Saved data entries
== == ==

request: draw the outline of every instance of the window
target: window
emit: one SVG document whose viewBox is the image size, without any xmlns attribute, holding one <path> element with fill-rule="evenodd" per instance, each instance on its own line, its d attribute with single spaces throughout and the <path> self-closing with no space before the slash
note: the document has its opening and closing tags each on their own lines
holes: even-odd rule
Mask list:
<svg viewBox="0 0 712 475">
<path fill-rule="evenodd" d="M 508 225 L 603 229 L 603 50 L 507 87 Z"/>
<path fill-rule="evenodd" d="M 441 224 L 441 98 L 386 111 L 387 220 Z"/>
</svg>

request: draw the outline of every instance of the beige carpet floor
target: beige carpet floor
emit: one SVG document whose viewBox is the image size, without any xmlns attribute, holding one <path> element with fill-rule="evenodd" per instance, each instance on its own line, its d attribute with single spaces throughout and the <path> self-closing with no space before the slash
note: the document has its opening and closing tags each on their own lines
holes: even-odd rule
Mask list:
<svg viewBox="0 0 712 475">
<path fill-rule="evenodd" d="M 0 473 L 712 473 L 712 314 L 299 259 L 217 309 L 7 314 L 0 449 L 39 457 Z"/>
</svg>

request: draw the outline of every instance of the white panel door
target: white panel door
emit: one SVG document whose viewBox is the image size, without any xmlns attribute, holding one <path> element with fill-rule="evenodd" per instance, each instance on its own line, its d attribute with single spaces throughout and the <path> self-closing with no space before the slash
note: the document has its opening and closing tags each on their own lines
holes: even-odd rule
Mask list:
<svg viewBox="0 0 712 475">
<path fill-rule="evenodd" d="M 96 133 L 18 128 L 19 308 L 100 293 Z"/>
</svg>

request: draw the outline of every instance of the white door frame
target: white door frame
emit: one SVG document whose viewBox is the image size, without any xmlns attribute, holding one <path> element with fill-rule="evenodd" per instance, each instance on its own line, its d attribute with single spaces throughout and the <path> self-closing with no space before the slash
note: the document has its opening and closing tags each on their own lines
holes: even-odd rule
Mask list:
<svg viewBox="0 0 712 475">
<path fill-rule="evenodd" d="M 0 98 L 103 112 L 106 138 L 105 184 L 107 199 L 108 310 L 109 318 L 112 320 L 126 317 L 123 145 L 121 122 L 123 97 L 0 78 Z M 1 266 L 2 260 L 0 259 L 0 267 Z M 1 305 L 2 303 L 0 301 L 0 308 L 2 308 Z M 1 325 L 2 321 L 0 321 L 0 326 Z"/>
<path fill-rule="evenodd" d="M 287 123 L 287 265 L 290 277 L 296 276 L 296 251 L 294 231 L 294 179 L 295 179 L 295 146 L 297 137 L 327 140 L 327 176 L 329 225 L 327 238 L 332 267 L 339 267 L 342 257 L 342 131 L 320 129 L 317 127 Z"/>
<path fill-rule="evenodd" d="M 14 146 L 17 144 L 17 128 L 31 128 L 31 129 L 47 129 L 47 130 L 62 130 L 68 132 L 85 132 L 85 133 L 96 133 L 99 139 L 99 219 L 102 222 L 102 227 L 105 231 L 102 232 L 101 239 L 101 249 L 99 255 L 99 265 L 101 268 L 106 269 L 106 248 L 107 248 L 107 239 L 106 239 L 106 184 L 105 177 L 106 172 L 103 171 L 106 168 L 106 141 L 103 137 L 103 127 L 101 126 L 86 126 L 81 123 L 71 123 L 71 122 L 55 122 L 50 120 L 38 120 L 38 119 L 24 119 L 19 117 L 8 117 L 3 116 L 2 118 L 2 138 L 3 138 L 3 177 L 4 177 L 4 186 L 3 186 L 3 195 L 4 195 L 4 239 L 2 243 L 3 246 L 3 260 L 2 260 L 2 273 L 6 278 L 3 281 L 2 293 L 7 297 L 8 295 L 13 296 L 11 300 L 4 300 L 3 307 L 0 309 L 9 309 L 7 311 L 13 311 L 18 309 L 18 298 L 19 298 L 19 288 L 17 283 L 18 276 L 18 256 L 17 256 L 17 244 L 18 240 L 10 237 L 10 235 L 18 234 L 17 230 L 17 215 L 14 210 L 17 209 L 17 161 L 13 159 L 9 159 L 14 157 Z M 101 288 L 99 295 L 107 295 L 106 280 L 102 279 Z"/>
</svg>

== == ==

# TASK INSTRUCTIONS
Change "even-odd rule" to "nonzero rule" everywhere it appears in the lines above, leaving everything else unchanged.

# WORKED ANSWER
request: draw the outline of every instance of the window
target: window
emit: one SVG document whose viewBox is the image size, without any xmlns attribute, holding one <path> element with fill-rule="evenodd" per instance, each instance on its own line, its d attribute with single spaces throughout and the <path> self-closing with no space before the slash
note: the document has its opening and closing tags each on their own lines
holes: nonzero rule
Mask list:
<svg viewBox="0 0 712 475">
<path fill-rule="evenodd" d="M 508 225 L 603 229 L 603 50 L 507 87 Z"/>
<path fill-rule="evenodd" d="M 441 224 L 441 98 L 386 111 L 387 220 Z"/>
</svg>

request: draw the outline of every instance of the beige carpet floor
target: beige carpet floor
emit: one SVG document whose viewBox is the image size, without any xmlns attribute, holding one <path> element with fill-rule="evenodd" per instance, each instance on its own line, its d attribute with single spaces throughout and the <path> self-closing with no space before the slash
note: the document has its opening and closing tags each on their own lines
holes: nonzero rule
Mask list:
<svg viewBox="0 0 712 475">
<path fill-rule="evenodd" d="M 0 473 L 712 473 L 712 314 L 299 259 L 217 309 L 7 314 L 0 449 L 39 457 Z"/>
</svg>

request: draw the outline of every instance of the white panel door
target: white panel door
emit: one SVG document whose viewBox is the image size, without any xmlns attribute, holding one <path> element with fill-rule="evenodd" per instance, each instance on its own line, its d attribute with single spaces throughout and the <path> self-closing with no space before the slash
note: the document has its opening and closing tags each on their own lines
holes: nonzero rule
Mask list:
<svg viewBox="0 0 712 475">
<path fill-rule="evenodd" d="M 96 133 L 18 128 L 19 308 L 100 293 Z"/>
</svg>

request: draw the outline of every instance of the white door frame
target: white door frame
emit: one SVG document whose viewBox is the image size, without any xmlns attribute, holding one <path> element with fill-rule="evenodd" per instance, each instance on its own line, its d attribute with single spaces throughout and the <path> self-closing with no space before the slash
note: the document has its opening and closing tags each on their own lines
holes: nonzero rule
Mask list:
<svg viewBox="0 0 712 475">
<path fill-rule="evenodd" d="M 0 98 L 103 112 L 106 138 L 105 184 L 107 199 L 108 310 L 109 318 L 112 320 L 126 317 L 123 145 L 121 122 L 123 97 L 0 78 Z M 1 266 L 2 260 L 0 259 L 0 267 Z M 1 305 L 2 303 L 0 301 L 0 308 L 2 308 Z M 1 325 L 2 321 L 0 321 L 0 326 Z"/>
<path fill-rule="evenodd" d="M 287 123 L 287 265 L 290 277 L 296 276 L 296 251 L 294 231 L 294 179 L 295 179 L 295 146 L 297 137 L 327 140 L 327 176 L 329 225 L 327 238 L 332 267 L 339 267 L 342 257 L 342 131 L 320 129 L 317 127 Z"/>
<path fill-rule="evenodd" d="M 14 146 L 17 144 L 17 128 L 31 128 L 31 129 L 47 129 L 47 130 L 62 130 L 68 132 L 85 132 L 85 133 L 96 133 L 99 139 L 99 219 L 102 222 L 102 227 L 105 231 L 102 232 L 101 239 L 101 249 L 99 255 L 99 265 L 101 268 L 106 269 L 106 248 L 107 248 L 107 239 L 106 239 L 106 184 L 105 177 L 106 172 L 103 171 L 106 168 L 106 141 L 103 137 L 103 127 L 101 126 L 86 126 L 81 123 L 71 123 L 71 122 L 55 122 L 50 120 L 38 120 L 38 119 L 24 119 L 19 117 L 8 117 L 3 116 L 2 118 L 2 138 L 3 138 L 3 177 L 4 177 L 4 186 L 3 186 L 3 195 L 4 195 L 4 239 L 2 243 L 3 246 L 3 260 L 2 260 L 2 273 L 6 278 L 3 281 L 2 293 L 7 297 L 8 295 L 13 296 L 11 300 L 4 300 L 3 307 L 0 309 L 9 309 L 7 311 L 13 311 L 18 309 L 18 298 L 19 298 L 19 288 L 17 283 L 18 276 L 18 256 L 17 256 L 17 244 L 18 240 L 10 237 L 10 235 L 18 234 L 17 230 L 17 215 L 14 210 L 17 209 L 17 161 L 13 159 L 9 159 L 14 157 Z M 101 288 L 99 295 L 107 295 L 106 280 L 102 279 Z"/>
</svg>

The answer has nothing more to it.